▸ OBJECTIVE: Could you copy the rows below verbatim, from their start up to and including the line with "xmin=0 ymin=309 xmax=236 ymax=419", leaving out the pictures?
--------------------------------
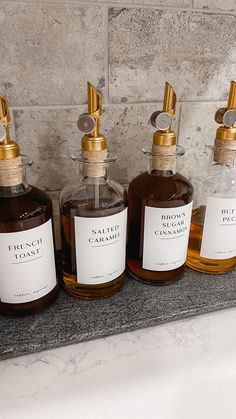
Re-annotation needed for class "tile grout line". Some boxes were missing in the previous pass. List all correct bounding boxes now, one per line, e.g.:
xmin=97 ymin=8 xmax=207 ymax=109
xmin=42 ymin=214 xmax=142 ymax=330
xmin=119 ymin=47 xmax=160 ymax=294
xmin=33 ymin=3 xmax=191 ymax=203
xmin=2 ymin=0 xmax=236 ymax=16
xmin=103 ymin=5 xmax=109 ymax=106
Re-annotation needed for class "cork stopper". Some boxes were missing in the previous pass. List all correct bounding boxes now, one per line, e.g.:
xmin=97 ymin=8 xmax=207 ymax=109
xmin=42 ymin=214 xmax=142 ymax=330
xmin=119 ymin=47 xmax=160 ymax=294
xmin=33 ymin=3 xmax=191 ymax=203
xmin=151 ymin=82 xmax=176 ymax=170
xmin=78 ymin=82 xmax=107 ymax=177
xmin=0 ymin=94 xmax=22 ymax=187
xmin=213 ymin=81 xmax=236 ymax=165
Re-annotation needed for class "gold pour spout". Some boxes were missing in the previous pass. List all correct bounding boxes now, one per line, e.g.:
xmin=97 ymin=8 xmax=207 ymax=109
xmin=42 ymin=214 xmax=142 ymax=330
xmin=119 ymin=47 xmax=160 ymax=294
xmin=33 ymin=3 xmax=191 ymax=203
xmin=227 ymin=81 xmax=236 ymax=110
xmin=77 ymin=82 xmax=107 ymax=151
xmin=150 ymin=82 xmax=176 ymax=146
xmin=0 ymin=94 xmax=11 ymax=144
xmin=215 ymin=81 xmax=236 ymax=128
xmin=163 ymin=82 xmax=176 ymax=116
xmin=87 ymin=82 xmax=102 ymax=137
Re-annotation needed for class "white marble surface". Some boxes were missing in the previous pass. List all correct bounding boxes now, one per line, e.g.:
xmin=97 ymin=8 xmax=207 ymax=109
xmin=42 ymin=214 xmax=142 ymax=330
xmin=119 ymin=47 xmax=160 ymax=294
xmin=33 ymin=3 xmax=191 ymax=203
xmin=0 ymin=309 xmax=236 ymax=419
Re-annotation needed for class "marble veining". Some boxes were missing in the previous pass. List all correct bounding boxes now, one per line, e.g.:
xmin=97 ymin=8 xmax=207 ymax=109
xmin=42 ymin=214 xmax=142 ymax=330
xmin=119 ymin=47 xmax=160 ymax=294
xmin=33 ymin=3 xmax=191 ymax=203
xmin=0 ymin=269 xmax=236 ymax=359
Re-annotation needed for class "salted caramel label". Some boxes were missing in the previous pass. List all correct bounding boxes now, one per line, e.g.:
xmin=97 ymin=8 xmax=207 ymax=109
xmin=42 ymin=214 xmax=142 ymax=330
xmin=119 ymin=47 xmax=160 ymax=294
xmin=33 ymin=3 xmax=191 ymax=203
xmin=75 ymin=208 xmax=127 ymax=284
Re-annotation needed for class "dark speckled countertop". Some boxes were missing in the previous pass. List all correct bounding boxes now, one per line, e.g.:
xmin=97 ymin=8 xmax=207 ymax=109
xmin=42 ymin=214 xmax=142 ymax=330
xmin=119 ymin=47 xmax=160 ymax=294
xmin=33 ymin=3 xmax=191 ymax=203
xmin=0 ymin=269 xmax=236 ymax=359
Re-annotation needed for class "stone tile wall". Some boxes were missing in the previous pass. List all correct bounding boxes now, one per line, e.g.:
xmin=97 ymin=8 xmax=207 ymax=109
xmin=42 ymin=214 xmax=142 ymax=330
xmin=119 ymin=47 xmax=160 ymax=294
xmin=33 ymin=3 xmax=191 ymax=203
xmin=0 ymin=0 xmax=236 ymax=245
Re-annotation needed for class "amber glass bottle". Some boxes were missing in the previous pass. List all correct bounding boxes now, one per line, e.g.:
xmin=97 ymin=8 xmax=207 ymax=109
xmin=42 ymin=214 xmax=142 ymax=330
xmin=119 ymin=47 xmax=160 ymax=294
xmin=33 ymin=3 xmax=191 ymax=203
xmin=0 ymin=96 xmax=58 ymax=314
xmin=187 ymin=82 xmax=236 ymax=274
xmin=60 ymin=83 xmax=127 ymax=300
xmin=127 ymin=83 xmax=193 ymax=285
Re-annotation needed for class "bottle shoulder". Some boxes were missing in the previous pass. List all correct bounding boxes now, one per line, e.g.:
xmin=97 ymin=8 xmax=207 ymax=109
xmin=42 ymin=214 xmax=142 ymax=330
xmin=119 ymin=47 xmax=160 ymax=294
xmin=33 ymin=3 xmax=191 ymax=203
xmin=0 ymin=186 xmax=52 ymax=222
xmin=60 ymin=180 xmax=125 ymax=205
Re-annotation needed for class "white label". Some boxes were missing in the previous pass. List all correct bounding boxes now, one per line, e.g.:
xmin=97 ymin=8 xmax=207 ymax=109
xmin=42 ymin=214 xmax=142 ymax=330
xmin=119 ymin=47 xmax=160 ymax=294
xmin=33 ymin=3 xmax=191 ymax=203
xmin=75 ymin=208 xmax=127 ymax=284
xmin=0 ymin=220 xmax=56 ymax=304
xmin=143 ymin=202 xmax=192 ymax=271
xmin=200 ymin=197 xmax=236 ymax=259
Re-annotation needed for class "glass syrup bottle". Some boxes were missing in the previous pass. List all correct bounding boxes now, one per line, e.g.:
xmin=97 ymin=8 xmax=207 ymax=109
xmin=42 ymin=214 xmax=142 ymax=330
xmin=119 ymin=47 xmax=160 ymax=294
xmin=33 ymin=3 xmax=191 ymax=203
xmin=127 ymin=83 xmax=193 ymax=285
xmin=187 ymin=81 xmax=236 ymax=274
xmin=60 ymin=83 xmax=127 ymax=300
xmin=0 ymin=95 xmax=58 ymax=314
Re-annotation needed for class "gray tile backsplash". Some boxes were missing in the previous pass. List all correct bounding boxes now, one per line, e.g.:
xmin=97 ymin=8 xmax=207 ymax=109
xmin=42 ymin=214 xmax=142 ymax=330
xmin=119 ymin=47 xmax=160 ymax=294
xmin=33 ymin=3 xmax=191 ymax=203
xmin=0 ymin=1 xmax=105 ymax=106
xmin=109 ymin=8 xmax=236 ymax=103
xmin=0 ymin=0 xmax=236 ymax=244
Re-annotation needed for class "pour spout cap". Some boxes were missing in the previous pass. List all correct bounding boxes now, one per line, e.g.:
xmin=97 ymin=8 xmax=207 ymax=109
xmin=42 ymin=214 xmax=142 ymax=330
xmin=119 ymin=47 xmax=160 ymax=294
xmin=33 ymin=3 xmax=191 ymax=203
xmin=0 ymin=94 xmax=20 ymax=160
xmin=150 ymin=82 xmax=176 ymax=146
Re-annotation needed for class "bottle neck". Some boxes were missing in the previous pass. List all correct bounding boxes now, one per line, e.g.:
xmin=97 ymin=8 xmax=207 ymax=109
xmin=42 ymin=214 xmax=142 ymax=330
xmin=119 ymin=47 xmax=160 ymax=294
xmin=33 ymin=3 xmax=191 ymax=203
xmin=0 ymin=162 xmax=28 ymax=197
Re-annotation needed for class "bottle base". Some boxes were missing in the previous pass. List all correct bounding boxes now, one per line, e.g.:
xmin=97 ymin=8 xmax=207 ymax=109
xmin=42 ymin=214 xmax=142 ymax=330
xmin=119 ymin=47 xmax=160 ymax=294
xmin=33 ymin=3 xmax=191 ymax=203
xmin=186 ymin=256 xmax=236 ymax=275
xmin=127 ymin=259 xmax=185 ymax=286
xmin=0 ymin=285 xmax=59 ymax=316
xmin=63 ymin=272 xmax=126 ymax=300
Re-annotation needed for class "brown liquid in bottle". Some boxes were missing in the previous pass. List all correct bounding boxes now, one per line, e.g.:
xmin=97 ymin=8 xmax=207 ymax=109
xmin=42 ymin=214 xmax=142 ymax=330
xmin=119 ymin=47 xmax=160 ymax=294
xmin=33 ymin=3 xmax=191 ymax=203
xmin=61 ymin=198 xmax=125 ymax=300
xmin=186 ymin=206 xmax=236 ymax=274
xmin=0 ymin=185 xmax=58 ymax=314
xmin=127 ymin=170 xmax=193 ymax=285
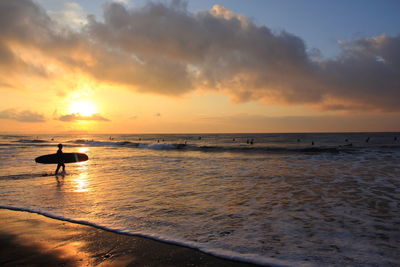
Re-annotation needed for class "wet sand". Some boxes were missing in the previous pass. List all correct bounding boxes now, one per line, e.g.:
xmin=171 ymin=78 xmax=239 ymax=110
xmin=0 ymin=209 xmax=255 ymax=266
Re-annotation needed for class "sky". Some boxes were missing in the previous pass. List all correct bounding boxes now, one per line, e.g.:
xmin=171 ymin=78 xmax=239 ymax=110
xmin=0 ymin=0 xmax=400 ymax=134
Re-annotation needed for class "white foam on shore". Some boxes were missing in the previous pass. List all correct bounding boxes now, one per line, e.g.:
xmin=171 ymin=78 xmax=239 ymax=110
xmin=0 ymin=205 xmax=300 ymax=267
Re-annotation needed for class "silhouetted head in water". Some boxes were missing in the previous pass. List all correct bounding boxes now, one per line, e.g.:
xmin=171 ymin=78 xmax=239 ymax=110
xmin=55 ymin=144 xmax=65 ymax=175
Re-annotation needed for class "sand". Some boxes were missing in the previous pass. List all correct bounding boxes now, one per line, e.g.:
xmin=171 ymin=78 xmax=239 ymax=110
xmin=0 ymin=209 xmax=255 ymax=266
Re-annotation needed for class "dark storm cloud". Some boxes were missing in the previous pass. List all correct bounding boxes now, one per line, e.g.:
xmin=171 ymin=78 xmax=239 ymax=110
xmin=0 ymin=0 xmax=400 ymax=111
xmin=58 ymin=113 xmax=110 ymax=122
xmin=0 ymin=109 xmax=46 ymax=122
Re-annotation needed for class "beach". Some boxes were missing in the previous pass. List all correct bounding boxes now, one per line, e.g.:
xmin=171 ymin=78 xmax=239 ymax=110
xmin=0 ymin=133 xmax=400 ymax=266
xmin=0 ymin=209 xmax=255 ymax=267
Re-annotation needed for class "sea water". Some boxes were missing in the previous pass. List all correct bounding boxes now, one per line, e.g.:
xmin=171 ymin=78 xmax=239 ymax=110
xmin=0 ymin=133 xmax=400 ymax=266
--------------------------------
▸ SOLVED EXERCISE:
Re-annotation needed for class "tile grout line". Some boxes were missing in the previous pass. List all correct bounding boxes now, one per line, e.g.:
xmin=97 ymin=8 xmax=207 ymax=109
xmin=42 ymin=214 xmax=142 ymax=330
xmin=119 ymin=47 xmax=160 ymax=294
xmin=33 ymin=3 xmax=191 ymax=203
xmin=2 ymin=0 xmax=236 ymax=16
xmin=103 ymin=5 xmax=109 ymax=106
Re-annotation needed for class "cork stopper". Some boxes were missing in the previous pass. List all correct bounding boxes now, one per line, e.g.:
xmin=97 ymin=8 xmax=207 ymax=109
xmin=42 ymin=214 xmax=142 ymax=330
xmin=119 ymin=47 xmax=160 ymax=294
xmin=33 ymin=3 xmax=191 ymax=203
xmin=151 ymin=82 xmax=176 ymax=170
xmin=78 ymin=82 xmax=107 ymax=177
xmin=0 ymin=94 xmax=22 ymax=187
xmin=213 ymin=81 xmax=236 ymax=165
Re-annotation needed for class "gold pour spout". Some boxes were missing in the previous pass. List all correct bounding boxes now, one per line, e.g.:
xmin=97 ymin=8 xmax=207 ymax=109
xmin=42 ymin=214 xmax=142 ymax=330
xmin=119 ymin=47 xmax=160 ymax=294
xmin=33 ymin=3 xmax=191 ymax=203
xmin=227 ymin=81 xmax=236 ymax=110
xmin=77 ymin=82 xmax=107 ymax=151
xmin=150 ymin=82 xmax=176 ymax=146
xmin=0 ymin=94 xmax=11 ymax=144
xmin=215 ymin=81 xmax=236 ymax=128
xmin=163 ymin=82 xmax=176 ymax=116
xmin=87 ymin=82 xmax=102 ymax=137
Re-annotation needed for class "white marble surface". Some boxes were missing in the previous pass. List all correct bounding boxes now, one per line, e.g.:
xmin=97 ymin=8 xmax=207 ymax=109
xmin=42 ymin=214 xmax=142 ymax=330
xmin=119 ymin=47 xmax=160 ymax=294
xmin=33 ymin=3 xmax=191 ymax=203
xmin=0 ymin=309 xmax=236 ymax=419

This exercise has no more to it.